— DATASET RECORDS —
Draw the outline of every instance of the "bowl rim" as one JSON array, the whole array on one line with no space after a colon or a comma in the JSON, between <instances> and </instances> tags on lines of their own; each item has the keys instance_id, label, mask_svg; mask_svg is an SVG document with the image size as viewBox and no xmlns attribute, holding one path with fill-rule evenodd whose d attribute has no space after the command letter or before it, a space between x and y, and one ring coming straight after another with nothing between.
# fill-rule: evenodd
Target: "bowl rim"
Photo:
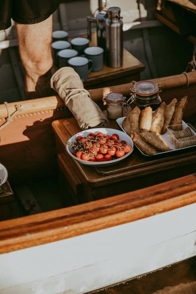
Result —
<instances>
[{"instance_id":1,"label":"bowl rim","mask_svg":"<svg viewBox=\"0 0 196 294\"><path fill-rule=\"evenodd\" d=\"M8 178L8 172L7 171L7 168L5 167L5 166L4 166L3 164L2 164L2 163L0 163L0 166L3 167L4 168L2 169L4 169L5 171L6 172L5 178L4 179L4 181L3 181L1 183L0 183L0 187L2 186L2 185L3 185L7 181Z\"/></svg>"},{"instance_id":2,"label":"bowl rim","mask_svg":"<svg viewBox=\"0 0 196 294\"><path fill-rule=\"evenodd\" d=\"M93 128L91 129L88 129L87 130L85 130L83 131L80 131L80 132L78 132L78 133L76 133L76 134L75 134L75 135L74 135L73 136L72 136L71 137L69 138L68 141L71 141L71 138L72 138L73 137L74 137L74 136L79 136L79 135L78 135L79 133L81 133L82 132L88 132L89 131L89 133L92 132L91 131L92 130L93 130L94 129L99 129L99 130L96 131L97 131L98 132L99 131L101 131L101 130L102 129L103 130L103 128L105 128L107 130L112 130L113 131L118 131L118 132L120 132L120 133L122 133L122 134L123 136L125 135L126 136L128 137L129 139L132 142L132 146L131 146L132 147L131 150L130 150L130 151L129 152L128 152L128 153L127 153L126 154L125 154L124 156L123 156L122 157L120 157L119 158L117 158L115 159L113 159L113 160L110 160L109 161L102 161L102 162L101 161L94 162L94 161L85 161L83 160L82 159L81 159L79 158L78 158L77 157L76 157L76 156L74 156L74 155L73 155L71 153L70 151L69 150L68 148L68 146L67 144L66 144L66 150L67 151L67 152L68 153L68 154L69 154L69 155L70 155L72 157L72 158L73 158L74 159L75 159L76 160L77 160L77 161L78 161L79 162L80 162L82 164L85 164L85 165L92 165L92 166L94 165L95 166L96 165L97 165L98 164L99 165L104 165L104 164L106 164L107 163L108 164L109 164L110 163L113 163L114 162L115 162L115 163L118 162L118 161L120 161L121 160L122 160L123 159L124 159L126 157L127 157L128 156L130 155L131 154L131 153L132 153L132 152L133 151L133 149L134 149L134 148L135 147L134 144L133 143L133 140L132 140L131 137L128 135L127 134L126 134L126 133L125 133L124 132L123 132L120 130L116 130L115 129L111 128ZM85 164L84 163L84 162L85 162Z\"/></svg>"}]
</instances>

— EXERCISE —
Count the lines of the listing above that contain the string "instances", and give only the number.

— THE OUTPUT —
3